(Excerpts of location labeling data)
========================================================================
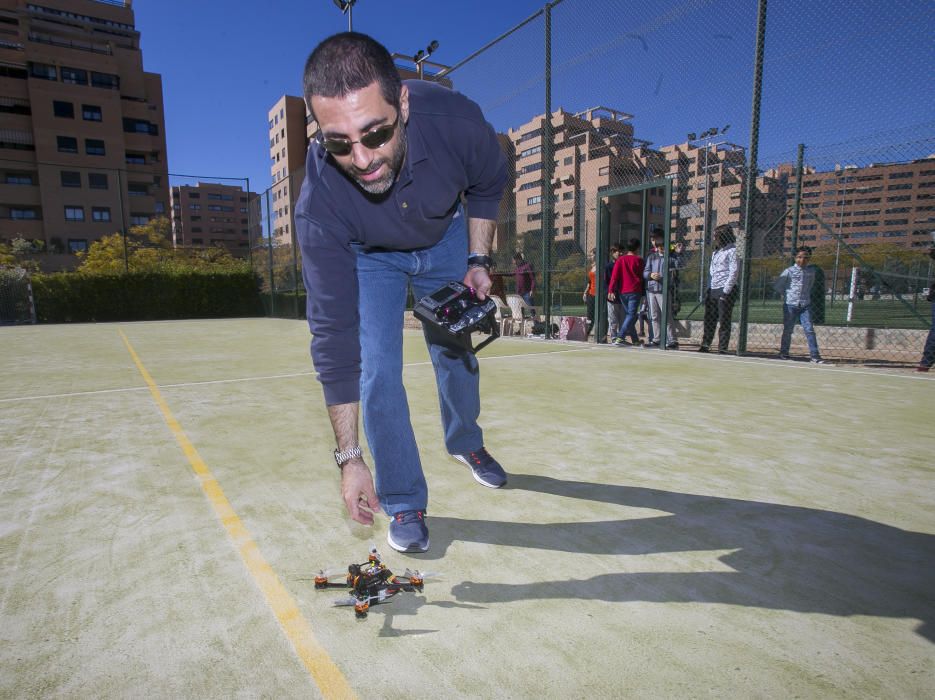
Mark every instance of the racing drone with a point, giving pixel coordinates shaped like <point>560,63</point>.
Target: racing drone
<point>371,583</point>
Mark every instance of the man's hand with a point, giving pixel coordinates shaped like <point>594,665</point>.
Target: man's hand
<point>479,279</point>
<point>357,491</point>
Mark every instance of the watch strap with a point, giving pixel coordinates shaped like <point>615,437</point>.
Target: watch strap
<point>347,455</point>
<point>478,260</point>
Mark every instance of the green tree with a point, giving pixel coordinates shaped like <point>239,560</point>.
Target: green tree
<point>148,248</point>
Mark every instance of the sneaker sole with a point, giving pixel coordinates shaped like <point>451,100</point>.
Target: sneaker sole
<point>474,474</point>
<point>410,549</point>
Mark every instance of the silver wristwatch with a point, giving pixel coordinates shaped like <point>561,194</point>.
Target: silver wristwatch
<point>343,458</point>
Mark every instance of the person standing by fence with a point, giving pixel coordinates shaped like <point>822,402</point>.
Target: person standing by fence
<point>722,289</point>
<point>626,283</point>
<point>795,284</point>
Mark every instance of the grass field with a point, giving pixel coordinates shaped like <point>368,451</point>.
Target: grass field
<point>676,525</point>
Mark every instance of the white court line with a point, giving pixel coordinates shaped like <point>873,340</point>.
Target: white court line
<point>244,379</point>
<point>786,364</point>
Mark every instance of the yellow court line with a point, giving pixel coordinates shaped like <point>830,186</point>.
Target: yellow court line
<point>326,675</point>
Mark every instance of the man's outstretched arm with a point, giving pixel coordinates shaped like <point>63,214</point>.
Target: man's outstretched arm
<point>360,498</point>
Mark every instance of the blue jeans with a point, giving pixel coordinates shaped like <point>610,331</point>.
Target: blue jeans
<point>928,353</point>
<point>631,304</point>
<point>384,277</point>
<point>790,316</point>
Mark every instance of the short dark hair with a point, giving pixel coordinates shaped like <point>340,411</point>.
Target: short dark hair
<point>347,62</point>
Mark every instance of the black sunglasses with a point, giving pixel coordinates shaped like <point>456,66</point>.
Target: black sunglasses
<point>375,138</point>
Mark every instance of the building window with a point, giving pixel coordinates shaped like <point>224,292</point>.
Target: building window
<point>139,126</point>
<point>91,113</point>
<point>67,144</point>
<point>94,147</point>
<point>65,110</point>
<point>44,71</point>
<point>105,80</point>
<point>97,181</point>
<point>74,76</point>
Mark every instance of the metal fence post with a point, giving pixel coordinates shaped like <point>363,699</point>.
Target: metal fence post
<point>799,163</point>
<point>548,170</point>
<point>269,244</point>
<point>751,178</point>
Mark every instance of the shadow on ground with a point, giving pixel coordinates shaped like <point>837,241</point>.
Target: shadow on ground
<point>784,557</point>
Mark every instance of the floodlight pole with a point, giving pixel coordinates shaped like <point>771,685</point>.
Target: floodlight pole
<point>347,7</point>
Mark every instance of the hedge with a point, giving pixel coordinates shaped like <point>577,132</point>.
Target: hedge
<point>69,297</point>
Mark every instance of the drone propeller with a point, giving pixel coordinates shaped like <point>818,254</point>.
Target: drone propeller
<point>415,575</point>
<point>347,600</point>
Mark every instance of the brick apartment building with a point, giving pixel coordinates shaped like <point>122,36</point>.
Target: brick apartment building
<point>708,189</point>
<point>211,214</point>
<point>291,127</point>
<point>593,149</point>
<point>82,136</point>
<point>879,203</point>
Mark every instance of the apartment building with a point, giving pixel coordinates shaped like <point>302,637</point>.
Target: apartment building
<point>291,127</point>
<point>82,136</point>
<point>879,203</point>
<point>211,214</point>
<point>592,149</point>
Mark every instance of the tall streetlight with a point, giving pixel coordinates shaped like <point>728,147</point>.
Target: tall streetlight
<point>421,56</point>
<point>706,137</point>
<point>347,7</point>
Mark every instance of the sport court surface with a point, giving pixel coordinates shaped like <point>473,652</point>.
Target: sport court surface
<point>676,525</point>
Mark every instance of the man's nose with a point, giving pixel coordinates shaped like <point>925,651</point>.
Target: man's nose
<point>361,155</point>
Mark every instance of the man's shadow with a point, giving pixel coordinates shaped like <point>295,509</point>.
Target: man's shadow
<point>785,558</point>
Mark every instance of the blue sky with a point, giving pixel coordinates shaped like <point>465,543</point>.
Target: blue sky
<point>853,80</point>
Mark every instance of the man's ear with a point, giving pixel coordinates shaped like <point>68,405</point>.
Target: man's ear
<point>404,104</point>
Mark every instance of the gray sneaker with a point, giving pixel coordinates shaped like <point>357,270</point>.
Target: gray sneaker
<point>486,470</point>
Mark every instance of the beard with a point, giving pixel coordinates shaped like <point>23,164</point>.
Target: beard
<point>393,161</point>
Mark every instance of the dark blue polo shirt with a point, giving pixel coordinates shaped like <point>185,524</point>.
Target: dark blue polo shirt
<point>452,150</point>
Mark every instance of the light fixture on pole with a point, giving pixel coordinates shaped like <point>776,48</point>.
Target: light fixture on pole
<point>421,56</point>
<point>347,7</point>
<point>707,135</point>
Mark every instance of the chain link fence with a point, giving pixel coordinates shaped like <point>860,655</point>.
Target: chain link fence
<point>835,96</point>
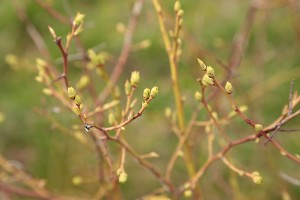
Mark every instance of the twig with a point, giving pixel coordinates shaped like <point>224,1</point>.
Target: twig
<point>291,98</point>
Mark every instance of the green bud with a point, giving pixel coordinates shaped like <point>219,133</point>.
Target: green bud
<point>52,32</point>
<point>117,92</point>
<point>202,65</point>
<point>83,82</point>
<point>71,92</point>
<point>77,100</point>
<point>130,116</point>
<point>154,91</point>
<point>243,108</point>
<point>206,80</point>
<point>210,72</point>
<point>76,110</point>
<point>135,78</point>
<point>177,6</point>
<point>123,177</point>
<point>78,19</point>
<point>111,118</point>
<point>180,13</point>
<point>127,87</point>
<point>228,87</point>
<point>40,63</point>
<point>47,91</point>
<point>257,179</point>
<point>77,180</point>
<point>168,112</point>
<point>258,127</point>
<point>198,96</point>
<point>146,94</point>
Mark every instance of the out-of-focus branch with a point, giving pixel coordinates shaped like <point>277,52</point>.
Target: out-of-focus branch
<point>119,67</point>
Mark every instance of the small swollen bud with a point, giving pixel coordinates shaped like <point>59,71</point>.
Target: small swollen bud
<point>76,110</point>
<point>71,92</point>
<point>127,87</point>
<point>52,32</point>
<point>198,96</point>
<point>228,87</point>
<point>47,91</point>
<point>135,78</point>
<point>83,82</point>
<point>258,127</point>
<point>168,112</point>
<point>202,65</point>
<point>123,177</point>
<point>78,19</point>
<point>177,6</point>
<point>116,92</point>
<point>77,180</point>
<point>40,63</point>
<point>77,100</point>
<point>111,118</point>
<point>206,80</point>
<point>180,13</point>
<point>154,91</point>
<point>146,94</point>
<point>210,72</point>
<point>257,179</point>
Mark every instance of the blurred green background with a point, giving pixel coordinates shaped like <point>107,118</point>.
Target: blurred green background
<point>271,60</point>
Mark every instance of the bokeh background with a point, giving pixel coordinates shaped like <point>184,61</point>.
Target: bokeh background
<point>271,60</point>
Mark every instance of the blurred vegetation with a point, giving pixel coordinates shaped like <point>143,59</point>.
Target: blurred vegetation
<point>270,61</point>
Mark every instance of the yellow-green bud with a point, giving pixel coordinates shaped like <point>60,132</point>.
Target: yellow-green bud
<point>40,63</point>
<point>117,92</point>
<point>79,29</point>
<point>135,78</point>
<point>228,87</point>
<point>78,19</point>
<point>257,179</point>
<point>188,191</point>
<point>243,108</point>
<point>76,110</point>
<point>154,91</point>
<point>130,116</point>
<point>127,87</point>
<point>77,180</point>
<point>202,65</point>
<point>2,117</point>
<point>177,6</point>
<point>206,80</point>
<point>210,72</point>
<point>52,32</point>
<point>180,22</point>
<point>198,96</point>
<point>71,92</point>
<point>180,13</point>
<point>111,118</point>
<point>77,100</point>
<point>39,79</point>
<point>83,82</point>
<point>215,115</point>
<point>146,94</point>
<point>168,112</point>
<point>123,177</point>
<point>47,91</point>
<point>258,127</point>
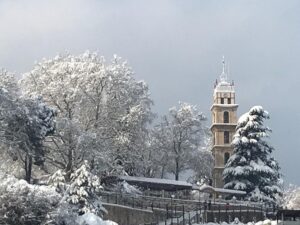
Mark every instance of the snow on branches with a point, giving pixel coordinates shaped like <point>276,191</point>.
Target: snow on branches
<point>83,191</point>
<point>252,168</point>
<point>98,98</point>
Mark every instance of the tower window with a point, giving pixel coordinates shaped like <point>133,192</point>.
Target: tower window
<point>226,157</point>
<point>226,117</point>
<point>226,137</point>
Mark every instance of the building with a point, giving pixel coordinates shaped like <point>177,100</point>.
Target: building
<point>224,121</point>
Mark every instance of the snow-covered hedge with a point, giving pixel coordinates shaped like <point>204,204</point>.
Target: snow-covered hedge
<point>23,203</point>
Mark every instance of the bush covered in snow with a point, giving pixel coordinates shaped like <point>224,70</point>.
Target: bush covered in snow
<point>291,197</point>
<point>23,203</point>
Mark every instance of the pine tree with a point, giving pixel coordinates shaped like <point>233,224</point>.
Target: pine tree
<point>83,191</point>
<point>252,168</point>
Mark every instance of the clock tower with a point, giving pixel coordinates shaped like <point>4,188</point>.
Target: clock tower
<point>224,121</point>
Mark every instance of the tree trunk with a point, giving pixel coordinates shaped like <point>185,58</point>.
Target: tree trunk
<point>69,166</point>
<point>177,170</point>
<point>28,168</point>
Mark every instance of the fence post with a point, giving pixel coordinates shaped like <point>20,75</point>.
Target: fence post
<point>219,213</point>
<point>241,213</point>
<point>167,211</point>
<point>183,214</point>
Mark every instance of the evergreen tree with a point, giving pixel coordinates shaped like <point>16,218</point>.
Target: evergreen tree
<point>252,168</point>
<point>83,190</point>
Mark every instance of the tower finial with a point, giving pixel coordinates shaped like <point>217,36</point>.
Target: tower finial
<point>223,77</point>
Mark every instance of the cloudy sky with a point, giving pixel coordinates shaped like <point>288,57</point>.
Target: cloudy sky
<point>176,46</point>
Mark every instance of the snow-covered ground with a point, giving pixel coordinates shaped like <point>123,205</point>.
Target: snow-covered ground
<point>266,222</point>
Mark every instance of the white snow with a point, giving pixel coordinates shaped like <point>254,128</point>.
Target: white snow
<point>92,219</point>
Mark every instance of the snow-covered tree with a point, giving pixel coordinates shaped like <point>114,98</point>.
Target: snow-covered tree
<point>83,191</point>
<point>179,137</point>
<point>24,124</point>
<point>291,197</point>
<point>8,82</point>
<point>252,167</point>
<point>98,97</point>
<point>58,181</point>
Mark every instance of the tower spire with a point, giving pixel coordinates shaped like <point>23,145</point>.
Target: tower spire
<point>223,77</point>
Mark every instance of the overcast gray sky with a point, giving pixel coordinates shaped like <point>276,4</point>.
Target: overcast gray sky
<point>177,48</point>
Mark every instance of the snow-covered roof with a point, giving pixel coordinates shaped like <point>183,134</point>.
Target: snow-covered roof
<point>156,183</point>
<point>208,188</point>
========================================================================
• INSTRUCTION:
Reproduce the records above exactly, starting with the line that contains "Mark every instance of the tower finial" and ending with the last line.

• EXERCISE ANSWER:
Mark every instance of the tower finial with a point, giving pixel coordinates shaped like <point>217,36</point>.
Target: tower finial
<point>223,77</point>
Mark every instance of the cloudy sky with a point, giving pixel coordinates shaped like <point>288,57</point>.
Target: cloudy sky
<point>176,46</point>
Mark every instance of the snow-covered ground with a point, giving pixel coordinates shaped like <point>123,205</point>.
Target: snow-covered ground
<point>266,222</point>
Mark every instance of the white snow with a point, giving pixel coordinates shaped like <point>254,128</point>.
Target: white snow
<point>92,219</point>
Mark every instance of the snow-covered tree with a point, giving pixel coordinates shaped like <point>114,98</point>.
Target: snow-covered tree
<point>83,191</point>
<point>179,137</point>
<point>24,124</point>
<point>291,197</point>
<point>8,82</point>
<point>252,167</point>
<point>98,97</point>
<point>58,181</point>
Mark every instance of the tower spire with a point, giving pixel coordinates shaped like <point>23,145</point>.
Target: tower spire
<point>223,77</point>
Mark every instance of the overcast gray sky with a point, giving pixel coordinates shaped like <point>276,4</point>.
Target: overcast gray sky
<point>177,48</point>
Mark every instance of the snow-covered roof with a point, giving pixel coordinates shaped like <point>183,134</point>.
Target: snow-covered roof
<point>156,183</point>
<point>208,188</point>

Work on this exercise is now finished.